─── AVAILABLE DATA

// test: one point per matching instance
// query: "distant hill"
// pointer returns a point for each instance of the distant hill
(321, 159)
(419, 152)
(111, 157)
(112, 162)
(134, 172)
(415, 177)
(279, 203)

──────

* [TASK REQUIREMENTS]:
Turn every line of the records above into a numbered list, leaving out any blank lines.

* [TASK SOLUTION]:
1. // test: one point per matching instance
2. // query: "distant hill"
3. // pointer returns a point for each instance of the distant hill
4. (321, 159)
5. (419, 152)
6. (111, 157)
7. (112, 162)
8. (134, 172)
9. (415, 177)
10. (279, 203)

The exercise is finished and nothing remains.